**Text extract:**
★ ★ ★

Error: Unsupported argument
on .terraform/modules/network/aws-network/vpc.tf line 9, in module "subnet_addrs":
9: networks = [
An argument named "networks" is not expected here.
Error: Unsupported argument
on .terraform/modules/network/aws-network/vpc.tf line 8, in module "subnet_addrs":
8: base_cidr_block = var.base_cidr_block
An argument named "base_cidr_block" is not expected here.
Error: Unsupported argument
on .terraform/modules/network/aws-network/vpc.tf line 9, in module "subnet_addrs":
9: networks = [
An argument named "networks" is not expected here.
When using https://registry.terraform.io/modules/hashicorp/subnets/cidr/latest
In terraform init it looks fine:
Downloading registry.terraform.io/hashicorp/subnets/cidr 1.0.0 for network.subnet_addrs...
- network.subnet_addrs in .terraform/modules/network.subnet_addrs
But .terraform/modules/network.subnet_addrs is empty...
Solved with: 😅
terraform {
required_version = "> 1.0, < 1.2.7"
}
Totally tongue in cheek but yea, I really had to do this - everything I ran was breaking.
╷
│ Error: Failed to read module directory
│
│ Module directory .terraform/modules/atlantis.alb_http_sg/modules/http-80 does not exist or cannot be read.
╵
That said, what was really interesting was that I downgrade, ran once and upgraded again and everything worked. This tells me it is exclusive to the downloader portion of the code.
I haven't done any debugging but I don't see how this could be related to https://github.com/hashicorp/terraform/pull/31573 as that PR touched provider address validation, not module source. I will let someone from the Core team to chime in.
Problem with v1.2.7 and I reverted back to v1.2.6 which works fine. terraform init seems to work but terraform plan has a bunch of "Unsupported argument" errors.
I am using the terraform-aws-modules/s3-bucket/aws module.
│ Error: Unsupported argument
│
│ on ../main.tf line 9, in module "s3_bucket":
│ 9: bucket = var.name
│
│ An argument named "bucket" is not expected here.
╵
╷
│ Error: Unsupported argument
│
│ on ../main.tf line 10, in module "s3_bucket":
│ 10: acl = "private"
│
│ An argument named "acl" is not expected here.
╵
╷
│ Error: Unsupported argument
│
│ on ../main.tf line 12, in module "s3_bucket":
│ 12: attach_policy = var.policy == {} ? false : true
│
│ An argument named "attach_policy" is not expected here.
╵
╷
│ Error: Unsupported argument
│
│ on ../main.tf line 13, in module "s3_bucket":
│ 13: policy = var.policy
│
│ An argument named "policy" is not expected here.
╵
╷
│ Error: Unsupported argument
│
│ on ../main.tf line 15, in module "s3_bucket":
│ 15: tags = merge(
│
│ An argument named "tags" is not expected here.
╵
╷
│ Error: Unsupported argument
│
│ on ../main.tf line 23, in module "s3_bucket":
│ 23: versioning = {
│
│ An argument named "versioning" is not expected here.
╵
╷
│ Error: Unsupported argument
│
│ on ../main.tf line 27, in module "s3_bucket":
│ 27: server_side_encryption_configuration = {
│
│ An argument named "server_side_encryption_configuration" is not expected here.
╵
╷
│ Error: Unsupported argument
│
│ on ../main.tf line 34, in module "s3_bucket":
│ 34: lifecycle_rule = var.enable_std_lifecycle == true ? [{
│
│ An argument named "lifecycle_rule" is not expected here.

★ ★ ★

Resume the Terraform error thread above from the point where it stops.

★ ★ ★

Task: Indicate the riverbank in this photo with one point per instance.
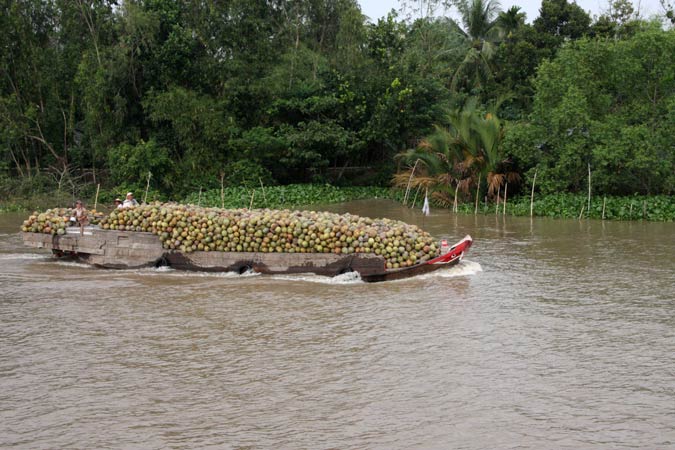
(565, 206)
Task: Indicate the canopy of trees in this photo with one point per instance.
(105, 91)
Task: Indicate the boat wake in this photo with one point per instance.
(345, 278)
(23, 256)
(166, 270)
(464, 268)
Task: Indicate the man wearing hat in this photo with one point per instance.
(130, 201)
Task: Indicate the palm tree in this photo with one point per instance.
(459, 156)
(481, 32)
(511, 20)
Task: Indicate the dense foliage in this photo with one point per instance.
(245, 93)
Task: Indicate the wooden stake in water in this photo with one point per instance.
(475, 211)
(589, 188)
(454, 204)
(534, 180)
(407, 189)
(506, 189)
(263, 188)
(499, 191)
(98, 187)
(415, 198)
(147, 186)
(222, 189)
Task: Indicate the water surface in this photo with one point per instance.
(551, 334)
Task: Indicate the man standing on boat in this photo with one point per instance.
(130, 201)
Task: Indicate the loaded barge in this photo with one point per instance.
(116, 249)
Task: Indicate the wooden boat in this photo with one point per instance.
(132, 249)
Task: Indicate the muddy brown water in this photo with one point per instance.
(551, 334)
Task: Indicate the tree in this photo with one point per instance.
(481, 32)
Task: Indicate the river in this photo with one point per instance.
(550, 334)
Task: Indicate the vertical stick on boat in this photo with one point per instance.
(98, 187)
(147, 186)
(534, 180)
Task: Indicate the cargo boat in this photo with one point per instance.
(133, 249)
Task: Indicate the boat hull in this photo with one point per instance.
(131, 250)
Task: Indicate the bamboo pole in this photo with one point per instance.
(222, 190)
(499, 191)
(415, 197)
(263, 189)
(475, 211)
(589, 189)
(506, 189)
(454, 205)
(407, 189)
(534, 180)
(147, 186)
(98, 187)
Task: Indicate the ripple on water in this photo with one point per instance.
(529, 343)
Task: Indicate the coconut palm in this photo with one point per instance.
(481, 33)
(460, 155)
(511, 20)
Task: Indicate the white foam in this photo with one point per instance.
(24, 256)
(345, 278)
(463, 268)
(170, 271)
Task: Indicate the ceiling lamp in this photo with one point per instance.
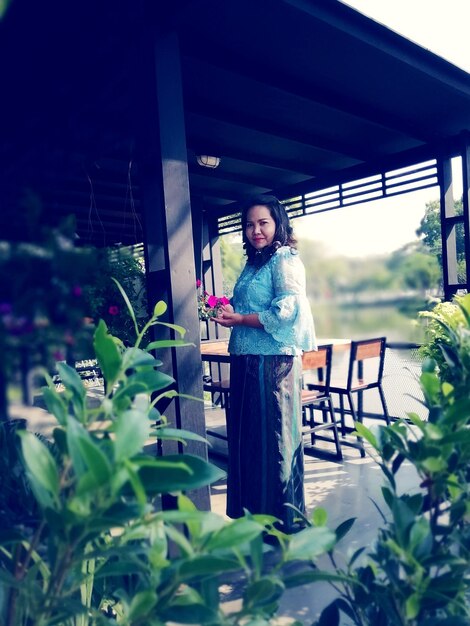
(207, 161)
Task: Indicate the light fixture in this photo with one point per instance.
(207, 161)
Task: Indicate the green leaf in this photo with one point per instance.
(314, 575)
(168, 343)
(319, 516)
(86, 455)
(263, 591)
(310, 543)
(107, 353)
(239, 531)
(412, 606)
(433, 432)
(179, 329)
(132, 429)
(160, 308)
(434, 465)
(204, 565)
(141, 605)
(40, 462)
(179, 472)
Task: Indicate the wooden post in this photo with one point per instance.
(164, 184)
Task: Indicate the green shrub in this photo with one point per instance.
(98, 548)
(418, 571)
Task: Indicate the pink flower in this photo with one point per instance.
(212, 301)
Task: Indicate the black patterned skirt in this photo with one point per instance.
(265, 457)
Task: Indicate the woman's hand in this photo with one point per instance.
(227, 317)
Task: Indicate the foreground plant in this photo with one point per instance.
(99, 549)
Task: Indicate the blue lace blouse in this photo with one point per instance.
(276, 291)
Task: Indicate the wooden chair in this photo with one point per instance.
(359, 380)
(316, 368)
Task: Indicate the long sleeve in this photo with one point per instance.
(277, 293)
(289, 318)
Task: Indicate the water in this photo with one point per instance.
(397, 322)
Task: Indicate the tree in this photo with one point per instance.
(430, 232)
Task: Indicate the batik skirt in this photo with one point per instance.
(265, 457)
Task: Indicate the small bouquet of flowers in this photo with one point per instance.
(208, 305)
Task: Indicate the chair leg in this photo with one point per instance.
(339, 454)
(312, 424)
(384, 405)
(341, 410)
(356, 418)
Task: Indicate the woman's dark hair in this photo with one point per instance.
(284, 235)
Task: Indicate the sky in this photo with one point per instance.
(442, 27)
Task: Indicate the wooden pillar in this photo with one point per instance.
(466, 205)
(448, 230)
(164, 185)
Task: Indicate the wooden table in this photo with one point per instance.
(215, 351)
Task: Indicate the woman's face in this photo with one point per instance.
(260, 227)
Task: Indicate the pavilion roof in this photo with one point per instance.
(292, 95)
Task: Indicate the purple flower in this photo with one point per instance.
(5, 308)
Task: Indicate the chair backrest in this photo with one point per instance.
(361, 351)
(318, 363)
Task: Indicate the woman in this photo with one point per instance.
(271, 325)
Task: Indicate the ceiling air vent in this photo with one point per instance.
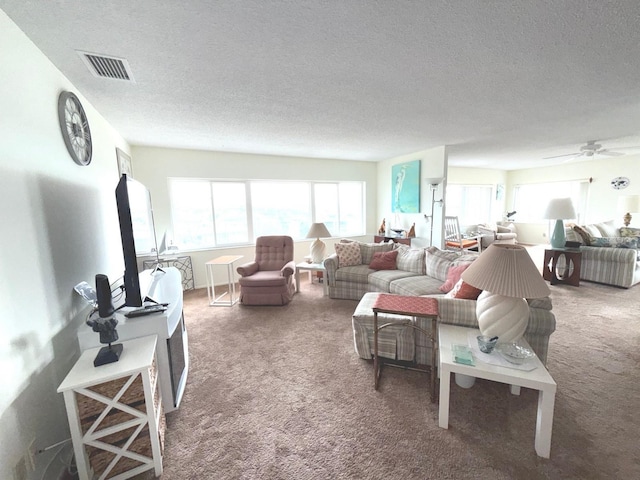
(107, 67)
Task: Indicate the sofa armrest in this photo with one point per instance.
(331, 265)
(288, 269)
(247, 269)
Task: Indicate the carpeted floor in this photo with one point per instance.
(279, 393)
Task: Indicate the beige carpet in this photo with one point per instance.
(278, 393)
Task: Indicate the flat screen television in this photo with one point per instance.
(137, 231)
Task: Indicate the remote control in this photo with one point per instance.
(138, 312)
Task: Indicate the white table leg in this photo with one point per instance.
(544, 422)
(445, 384)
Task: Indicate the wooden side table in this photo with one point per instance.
(411, 307)
(115, 412)
(562, 266)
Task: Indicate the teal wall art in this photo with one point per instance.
(405, 187)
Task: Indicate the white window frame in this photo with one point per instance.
(340, 231)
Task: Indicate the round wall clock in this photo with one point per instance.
(75, 128)
(620, 182)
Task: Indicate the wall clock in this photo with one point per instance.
(75, 128)
(620, 182)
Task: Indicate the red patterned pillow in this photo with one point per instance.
(384, 260)
(453, 275)
(464, 290)
(348, 254)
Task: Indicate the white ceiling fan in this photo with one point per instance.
(592, 148)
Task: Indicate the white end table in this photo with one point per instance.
(537, 379)
(228, 261)
(312, 267)
(115, 412)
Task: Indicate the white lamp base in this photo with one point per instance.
(318, 249)
(504, 317)
(558, 237)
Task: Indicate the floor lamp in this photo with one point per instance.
(433, 183)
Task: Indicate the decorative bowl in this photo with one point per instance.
(514, 353)
(486, 343)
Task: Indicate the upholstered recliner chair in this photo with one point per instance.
(268, 280)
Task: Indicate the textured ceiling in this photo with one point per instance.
(503, 83)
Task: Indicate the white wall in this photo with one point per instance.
(153, 166)
(602, 199)
(59, 227)
(433, 165)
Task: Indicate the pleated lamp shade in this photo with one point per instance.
(318, 247)
(507, 275)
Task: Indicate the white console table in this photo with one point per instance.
(169, 326)
(115, 412)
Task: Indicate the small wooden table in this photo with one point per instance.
(411, 307)
(562, 266)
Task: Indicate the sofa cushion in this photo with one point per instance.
(368, 249)
(354, 274)
(463, 290)
(380, 280)
(348, 254)
(416, 286)
(437, 262)
(410, 259)
(453, 275)
(617, 242)
(607, 229)
(384, 260)
(583, 235)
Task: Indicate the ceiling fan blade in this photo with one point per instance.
(575, 154)
(609, 153)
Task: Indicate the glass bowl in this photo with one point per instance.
(486, 343)
(514, 353)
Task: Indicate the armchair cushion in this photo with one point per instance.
(247, 269)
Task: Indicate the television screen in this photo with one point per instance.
(137, 232)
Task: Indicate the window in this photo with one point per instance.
(531, 200)
(470, 203)
(218, 213)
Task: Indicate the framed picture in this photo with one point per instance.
(124, 163)
(405, 187)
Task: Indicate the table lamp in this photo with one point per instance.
(318, 247)
(628, 204)
(559, 209)
(507, 276)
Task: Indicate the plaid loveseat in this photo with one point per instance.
(610, 255)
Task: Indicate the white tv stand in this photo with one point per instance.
(163, 286)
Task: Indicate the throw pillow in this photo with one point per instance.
(348, 254)
(368, 249)
(607, 229)
(453, 276)
(629, 232)
(465, 291)
(583, 234)
(592, 230)
(437, 262)
(410, 259)
(384, 260)
(616, 242)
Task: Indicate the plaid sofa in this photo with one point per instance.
(609, 255)
(420, 272)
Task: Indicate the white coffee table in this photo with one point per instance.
(537, 379)
(312, 267)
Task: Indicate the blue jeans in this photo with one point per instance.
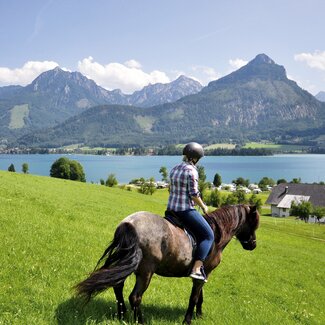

★ ★ ★

**Response to the exercise:**
Terraform is totally useless with 1.2.7. Everything breaks
We experienced the same thing with the terraform-aws-modules/lambda/aws module as @mesaugat. This doesn't occur with version 1.2.6.
We are also experiencing the same problem with this module - terraform-aws-modules/ec2-instance (terraform-version=1.2.7)
We have similar issue. We use a module from the registry. Unfortunately, the module is downloaded, but the submodules used by that module are not, leading to half the module code not being there.
Thanks everyone! We are currently investigating the issue.
Same issue for us running terraform version 1.2.7 and trying to download module terraform-aws-modules/iam/aws/modules/iam-role-for-service-accounts-eks
The problem appears to have originated from the registry and numerous incorrectly cached responses. Please let us know if there are any modules which continue to exhibit this behavior with v1.2.7.
The problem appears to have originated from the registry and numerous incorrectly cached responses. Please let us know if there are any modules which continue to exhibit this behavior with v1.2.7.
I'm still seeing this with the original module I reported?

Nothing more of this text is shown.